Under securities law, a signed certification under § 302 of SOX, 15 U.S.C. § 7241, as well as management’s assessment of internal controls under § 404 of SOX, 15 U.S.C. § 7262, demonstrate a principal/agent relationship between parent[12] and the consolidated subsidiary.[13] In this relationship, the consolidated subsidiary is acting as a fiduciary or agent of the parent and subject to the parent’s control in implementing and maintaining the internal controls required under § 13(b)(2) of the Securities Exchange Act of 1934 and § 302 and § 404 of the Sarbanes-Oxley Act of 2002.

Finally, the ARB held that “[t]he Act prohibits an agent from discriminating against an employee who engages in protected activity, and Holdings offers no persuasive reason why we should not allow a cause of action against an agent who does so. Therefore, we do not interpret the Act to require a complainant to name a corporate respondent that is itself ‘registered under § 12 or … required to file reports under § 15(d),’ so long as the complainant names at least one respondent who is covered under the Act as an ‘officer, employee, contractor, subcontractor, or agent’ of such a company.” Klopfenstein at 13.

_PROBLEM_:
From the passage on the Sarbanes-Oxley Act, list each role through which a respondent can be covered under the Act when tied to a company, as the quoted holding names them.

_DATASET EXCERPTS_:
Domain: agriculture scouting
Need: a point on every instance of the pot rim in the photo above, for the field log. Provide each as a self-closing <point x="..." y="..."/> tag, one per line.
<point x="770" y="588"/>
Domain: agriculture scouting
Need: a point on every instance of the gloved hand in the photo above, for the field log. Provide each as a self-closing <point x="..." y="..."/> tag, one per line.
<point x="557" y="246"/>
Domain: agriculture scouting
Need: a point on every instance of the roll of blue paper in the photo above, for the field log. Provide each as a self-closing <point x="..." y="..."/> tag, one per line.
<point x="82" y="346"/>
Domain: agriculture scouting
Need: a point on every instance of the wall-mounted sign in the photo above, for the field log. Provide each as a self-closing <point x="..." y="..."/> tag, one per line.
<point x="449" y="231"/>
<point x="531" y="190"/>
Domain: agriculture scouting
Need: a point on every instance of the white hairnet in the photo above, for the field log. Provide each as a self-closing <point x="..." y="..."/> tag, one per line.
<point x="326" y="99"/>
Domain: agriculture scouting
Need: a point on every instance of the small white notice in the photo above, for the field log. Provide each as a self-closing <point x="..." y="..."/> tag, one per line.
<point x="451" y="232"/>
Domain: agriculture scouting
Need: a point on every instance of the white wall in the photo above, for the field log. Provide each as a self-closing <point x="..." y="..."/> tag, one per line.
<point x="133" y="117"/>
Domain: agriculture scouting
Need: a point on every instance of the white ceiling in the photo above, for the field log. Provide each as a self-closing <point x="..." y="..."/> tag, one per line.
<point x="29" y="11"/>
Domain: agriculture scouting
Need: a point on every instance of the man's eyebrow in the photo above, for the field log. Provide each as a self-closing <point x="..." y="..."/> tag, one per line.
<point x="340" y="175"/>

_SOLUTION_:
officer, employee, contractor, subcontractor, agent